─── INPUT MATERIAL ───

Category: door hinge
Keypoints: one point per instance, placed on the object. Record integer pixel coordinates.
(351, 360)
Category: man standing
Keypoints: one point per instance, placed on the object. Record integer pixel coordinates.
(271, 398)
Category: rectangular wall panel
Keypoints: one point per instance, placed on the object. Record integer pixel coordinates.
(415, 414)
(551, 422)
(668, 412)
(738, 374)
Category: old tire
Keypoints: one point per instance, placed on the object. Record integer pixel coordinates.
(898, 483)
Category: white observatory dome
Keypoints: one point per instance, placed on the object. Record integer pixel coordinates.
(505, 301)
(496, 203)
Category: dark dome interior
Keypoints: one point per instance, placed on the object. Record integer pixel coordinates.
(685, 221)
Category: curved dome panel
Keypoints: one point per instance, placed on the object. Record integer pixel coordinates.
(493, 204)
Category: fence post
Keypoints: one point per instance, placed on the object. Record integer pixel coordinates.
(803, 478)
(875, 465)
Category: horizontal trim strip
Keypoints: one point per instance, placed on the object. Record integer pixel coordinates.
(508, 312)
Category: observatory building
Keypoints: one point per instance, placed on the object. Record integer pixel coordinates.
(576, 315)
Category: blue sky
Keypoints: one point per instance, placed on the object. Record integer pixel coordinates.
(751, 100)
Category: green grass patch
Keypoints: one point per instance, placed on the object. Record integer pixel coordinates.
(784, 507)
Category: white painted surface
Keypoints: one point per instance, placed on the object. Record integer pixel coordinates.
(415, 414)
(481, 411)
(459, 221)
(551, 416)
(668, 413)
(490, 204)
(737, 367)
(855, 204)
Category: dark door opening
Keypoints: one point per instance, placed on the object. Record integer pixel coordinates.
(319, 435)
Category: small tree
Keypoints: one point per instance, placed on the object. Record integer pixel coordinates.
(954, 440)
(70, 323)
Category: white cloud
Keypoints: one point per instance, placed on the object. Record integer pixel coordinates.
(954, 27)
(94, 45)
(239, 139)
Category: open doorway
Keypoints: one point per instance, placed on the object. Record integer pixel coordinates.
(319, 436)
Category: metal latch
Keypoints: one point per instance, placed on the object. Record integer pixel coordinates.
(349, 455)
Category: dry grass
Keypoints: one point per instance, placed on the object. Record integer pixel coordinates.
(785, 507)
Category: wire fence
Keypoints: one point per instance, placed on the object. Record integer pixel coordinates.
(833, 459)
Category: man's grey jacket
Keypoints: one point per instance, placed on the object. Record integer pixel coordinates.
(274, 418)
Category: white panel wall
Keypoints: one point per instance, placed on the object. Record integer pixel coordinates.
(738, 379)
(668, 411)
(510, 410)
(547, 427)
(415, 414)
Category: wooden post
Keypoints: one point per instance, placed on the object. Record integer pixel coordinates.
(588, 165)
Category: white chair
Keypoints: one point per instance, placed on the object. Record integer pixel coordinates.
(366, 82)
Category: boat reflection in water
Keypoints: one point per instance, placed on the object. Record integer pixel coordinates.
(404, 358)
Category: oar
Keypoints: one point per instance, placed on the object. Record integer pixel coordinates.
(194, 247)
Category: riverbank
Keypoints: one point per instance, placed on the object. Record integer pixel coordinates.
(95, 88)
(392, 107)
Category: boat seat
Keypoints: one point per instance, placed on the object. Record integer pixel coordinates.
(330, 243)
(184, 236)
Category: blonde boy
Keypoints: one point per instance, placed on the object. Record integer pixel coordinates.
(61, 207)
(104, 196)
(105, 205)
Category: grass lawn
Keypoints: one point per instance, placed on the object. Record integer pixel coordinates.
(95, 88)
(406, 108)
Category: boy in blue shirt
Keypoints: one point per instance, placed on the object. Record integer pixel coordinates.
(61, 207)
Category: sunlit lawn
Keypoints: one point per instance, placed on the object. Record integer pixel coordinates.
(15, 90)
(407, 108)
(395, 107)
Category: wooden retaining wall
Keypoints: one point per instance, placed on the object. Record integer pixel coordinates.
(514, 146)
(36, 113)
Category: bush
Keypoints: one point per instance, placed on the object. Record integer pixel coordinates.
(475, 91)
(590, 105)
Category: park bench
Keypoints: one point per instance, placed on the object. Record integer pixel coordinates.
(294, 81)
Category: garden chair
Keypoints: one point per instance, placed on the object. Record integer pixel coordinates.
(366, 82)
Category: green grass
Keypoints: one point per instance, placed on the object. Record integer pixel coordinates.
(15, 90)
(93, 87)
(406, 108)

───

*SET PROBLEM*. Convert every line of the entries above into a JSON list of strings, one string per line, leaving out blank lines.

*REPLY TO THE TASK*.
[
  "Category: door hinge",
  "Keypoints: one point per instance, placed on the object. Record integer pixel coordinates.",
  "(351, 360)",
  "Category: man standing",
  "Keypoints: one point per instance, placed on the object. Record integer pixel coordinates.",
  "(271, 398)",
  "Category: rectangular wall panel",
  "Keypoints: one point per instance, placed on the object. Record integer pixel coordinates.",
  "(415, 414)",
  "(551, 422)",
  "(668, 412)",
  "(738, 374)",
  "Category: old tire",
  "Keypoints: one point per instance, placed on the object. Record integer pixel coordinates.",
  "(898, 483)",
  "Category: white observatory dome",
  "Keypoints: one point per instance, placed on the object. Record integer pixel coordinates.",
  "(505, 301)",
  "(496, 203)",
  "Category: dark dome interior",
  "Keypoints: one point per instance, placed on the object. Record integer pixel coordinates.",
  "(685, 221)",
  "Category: curved dome panel",
  "Keypoints: one point per instance, placed on the object. Record integer pixel coordinates.",
  "(493, 204)",
  "Category: fence post",
  "Keypoints: one point per instance, placed on the object. Record integer pixel coordinates.",
  "(803, 478)",
  "(875, 465)",
  "Category: horizontal trim strip",
  "Keypoints: one point per instance, placed on the object. Record integer pixel coordinates.",
  "(508, 312)",
  "Category: observatory building",
  "Keypoints: one point per instance, placed on the object. Record integer pixel coordinates.",
  "(576, 315)",
  "Category: blue sky",
  "Keypoints: one point per instance, placed on the object. Record integer pixel coordinates.",
  "(751, 100)",
  "Category: green grass patch",
  "Keypoints: one point per instance, placed on the object. Record integer pixel coordinates.",
  "(784, 507)",
  "Category: white painted surface",
  "Keypoints: one point per instance, placed on the object. Record integer pixel coordinates.",
  "(415, 414)",
  "(481, 411)",
  "(459, 221)",
  "(551, 416)",
  "(668, 413)",
  "(490, 204)",
  "(737, 367)",
  "(855, 204)",
  "Category: dark door opening",
  "Keypoints: one point per instance, placed on the object. Record integer pixel coordinates.",
  "(319, 435)",
  "Category: small tree",
  "Keypoints: one point per instance, placed on the object. Record integer pixel coordinates.",
  "(954, 440)",
  "(70, 323)",
  "Category: white cloud",
  "Keypoints: one point per instance, placed on the object. Record integer pixel coordinates.",
  "(954, 27)",
  "(94, 45)",
  "(239, 139)",
  "Category: open doorway",
  "Keypoints: one point per instance, placed on the object. Record integer pixel coordinates.",
  "(319, 436)",
  "Category: metal latch",
  "Keypoints: one point per instance, placed on the object. Record integer pixel coordinates.",
  "(349, 455)",
  "Category: dry grass",
  "Keypoints: one point per instance, placed on the object. Record integer pixel coordinates.",
  "(785, 507)",
  "Category: wire fence",
  "Keypoints: one point per instance, placed on the object. Record integer pixel coordinates.",
  "(833, 459)",
  "Category: man's grey jacket",
  "Keypoints: one point per instance, placed on the object. Record integer pixel coordinates.",
  "(274, 418)",
  "Category: white panel wall",
  "Keypoints: one point per instance, placed on the object. Record integer pixel coordinates.",
  "(738, 379)",
  "(668, 411)",
  "(510, 410)",
  "(547, 427)",
  "(415, 414)",
  "Category: wooden post",
  "Keypoints: one point per instance, placed on the object. Record integer pixel coordinates.",
  "(588, 165)",
  "Category: white chair",
  "Keypoints: one point per instance, placed on the object. Record integer pixel coordinates.",
  "(366, 82)",
  "Category: boat reflection in water",
  "Keypoints: one point per instance, placed on the object. Record integer pixel coordinates.",
  "(404, 358)",
  "Category: oar",
  "Keypoints: one point per instance, placed on the object. Record integer pixel coordinates.",
  "(194, 247)",
  "Category: riverbank",
  "Keypoints: one point per instance, placed on the object. Record integer pixel coordinates.",
  "(95, 88)",
  "(392, 107)",
  "Category: boat seat",
  "Keypoints: one point per instance, placed on the object. Record integer pixel coordinates.",
  "(330, 243)",
  "(184, 236)",
  "Category: blonde boy",
  "Keypoints: one point per instance, placed on the object. Record integer pixel coordinates.",
  "(61, 207)",
  "(104, 196)",
  "(105, 205)",
  "Category: grass lawn",
  "Keypoints: one point per instance, placed on the object. Record integer pixel coordinates.",
  "(95, 88)",
  "(406, 108)",
  "Category: boy in blue shirt",
  "Keypoints: one point per instance, placed on the object. Record integer pixel coordinates.",
  "(61, 207)",
  "Category: sunlit lawn",
  "Keypoints: one point per instance, placed on the object. Record integer pixel coordinates.",
  "(15, 90)",
  "(407, 108)",
  "(395, 107)",
  "Category: wooden retaining wall",
  "Keypoints: one point per instance, placed on the object. Record integer pixel coordinates.",
  "(514, 146)",
  "(36, 113)",
  "Category: bush",
  "Keypoints: one point per instance, placed on the object. Record integer pixel coordinates.",
  "(475, 91)",
  "(590, 105)",
  "Category: park bench",
  "Keypoints: one point per instance, placed on the object. Record integer pixel coordinates.",
  "(294, 81)",
  "Category: garden chair",
  "Keypoints: one point per instance, placed on the object. Record integer pixel coordinates.",
  "(366, 82)",
  "Category: green grass",
  "Keypoints: one point per instance, placed on the object. Record integer pixel coordinates.",
  "(15, 90)",
  "(93, 87)",
  "(406, 108)"
]